* **SHORT EXERCISE**: Rewrite the records below with "Labeling task" in place of "Medical imaging task" everywhere it occurs, leaving everything else the same.

· · · · ·

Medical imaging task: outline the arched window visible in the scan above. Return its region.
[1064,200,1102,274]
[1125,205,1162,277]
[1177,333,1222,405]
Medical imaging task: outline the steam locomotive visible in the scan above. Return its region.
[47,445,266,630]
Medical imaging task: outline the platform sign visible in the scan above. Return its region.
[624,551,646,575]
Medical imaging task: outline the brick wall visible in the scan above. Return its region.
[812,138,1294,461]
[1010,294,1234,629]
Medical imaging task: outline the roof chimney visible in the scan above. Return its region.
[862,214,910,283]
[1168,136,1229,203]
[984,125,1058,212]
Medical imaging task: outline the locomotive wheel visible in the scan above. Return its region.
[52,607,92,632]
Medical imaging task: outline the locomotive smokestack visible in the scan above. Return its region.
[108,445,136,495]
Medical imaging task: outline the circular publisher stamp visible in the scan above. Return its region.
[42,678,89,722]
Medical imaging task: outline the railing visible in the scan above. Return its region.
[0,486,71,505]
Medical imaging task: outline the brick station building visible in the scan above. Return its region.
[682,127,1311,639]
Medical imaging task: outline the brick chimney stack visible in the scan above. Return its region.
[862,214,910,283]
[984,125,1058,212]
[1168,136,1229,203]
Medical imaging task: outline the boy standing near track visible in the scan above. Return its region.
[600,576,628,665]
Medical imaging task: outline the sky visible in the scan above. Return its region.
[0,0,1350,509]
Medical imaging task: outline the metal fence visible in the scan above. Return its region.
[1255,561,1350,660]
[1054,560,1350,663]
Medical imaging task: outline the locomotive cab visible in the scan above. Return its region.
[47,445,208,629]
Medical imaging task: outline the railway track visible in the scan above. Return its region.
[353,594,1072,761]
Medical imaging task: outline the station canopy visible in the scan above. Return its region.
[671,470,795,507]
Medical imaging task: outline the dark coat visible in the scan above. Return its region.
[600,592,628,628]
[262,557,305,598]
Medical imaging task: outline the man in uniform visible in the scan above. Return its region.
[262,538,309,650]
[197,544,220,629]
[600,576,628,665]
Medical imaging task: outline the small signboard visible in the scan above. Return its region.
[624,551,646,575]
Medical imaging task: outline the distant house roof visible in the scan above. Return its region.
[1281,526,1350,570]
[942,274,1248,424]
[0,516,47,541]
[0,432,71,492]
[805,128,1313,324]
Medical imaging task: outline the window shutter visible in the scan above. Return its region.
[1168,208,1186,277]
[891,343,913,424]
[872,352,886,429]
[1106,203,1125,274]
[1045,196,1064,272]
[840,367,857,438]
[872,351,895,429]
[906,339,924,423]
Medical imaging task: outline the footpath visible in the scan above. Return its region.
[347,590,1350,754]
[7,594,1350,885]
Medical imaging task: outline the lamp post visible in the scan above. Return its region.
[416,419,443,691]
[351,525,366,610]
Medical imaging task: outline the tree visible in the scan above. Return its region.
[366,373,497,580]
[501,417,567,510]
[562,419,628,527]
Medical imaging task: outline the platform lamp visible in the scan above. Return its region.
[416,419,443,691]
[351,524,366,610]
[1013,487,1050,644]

· · · · ·

* **RESPONSE TO THE EXERCISE**:
Labeling task: outline the arched window visible in the scan above. Return its region.
[1064,200,1102,274]
[1125,205,1162,277]
[1177,333,1222,405]
Labeling task: outline the steam locomotive visible in the scan above. Return its region.
[47,445,266,630]
Labeling task: outline the platform sign visible in the scan above. Return its region.
[624,551,646,575]
Labeling task: outline the brick wall visible in the scan above. Return its region.
[812,138,1294,461]
[1010,294,1234,629]
Labeling task: outline the roof chimney visible in the scan above. Return its region.
[862,214,910,283]
[1168,136,1229,203]
[984,125,1058,212]
Labeling task: outline the locomotive wheel visible in the scan above. Return its region.
[52,607,92,632]
Labeling task: outline the locomotive smokestack visible in the scan above. Return its region.
[108,445,136,495]
Labeling task: outline the circular publisher stamp visible in the scan above. Return its region.
[42,678,89,722]
Labeling task: outline the railing visible in the scan above. Return its region.
[0,486,71,505]
Labeling task: outline the brick station building visible in the scan above. Return its region.
[682,127,1311,639]
Labeling task: outline the brick chimney stack visible in the scan above. Return its region.
[862,214,910,283]
[984,125,1058,212]
[1168,136,1229,203]
Labeling task: outline the boy standing near track visible in the scan above. Return its region.
[600,576,628,665]
Labeling task: outline the sky visible in the scan above. Return its region.
[0,0,1350,509]
Labeling task: outline the metal fence visible in the scan above. Return its region.
[1255,561,1350,660]
[1054,560,1350,663]
Labeling task: outline the locomotive cab visible in the scan above. Return its region.
[47,445,208,629]
Labeling task: outline the railway track visible in the scan above. Return its region.
[353,594,1072,761]
Labeling task: outline the station canopy visible in the scan above. Return its region.
[671,470,795,507]
Labeling task: outline the dark coat visible in the scan above. Return its region.
[600,592,628,628]
[262,557,305,598]
Labeling task: outline the man in uniform visible in the scan above. Return its region.
[262,538,309,650]
[197,544,220,629]
[600,576,628,665]
Labeling task: outline the small signboard visible in the scan above. Return its region.
[624,551,646,575]
Labeling task: outline the distant house roof visible in the scan above. Return its region.
[1281,526,1350,570]
[942,274,1248,424]
[0,516,47,541]
[0,432,71,492]
[805,128,1313,324]
Labeling task: outline the window shutter visible in the scan above. Return its region.
[1168,208,1186,277]
[891,343,913,424]
[872,352,886,429]
[1106,203,1125,274]
[1045,196,1064,272]
[840,367,857,438]
[872,351,895,429]
[906,339,924,423]
Labeling task: outline the footpath visible in the scan above. Return its region.
[347,590,1350,754]
[7,594,1350,885]
Labeling task: outline the lamp post visible in the scan above. Return its region.
[416,419,443,691]
[351,525,366,610]
Labeling task: outline the tree visible in the scan above. Return its region.
[366,373,497,580]
[501,417,567,510]
[562,419,628,527]
Labeling task: outline the platform lamp visible in the scan above. Return its region.
[416,419,443,691]
[351,524,366,610]
[1013,487,1050,644]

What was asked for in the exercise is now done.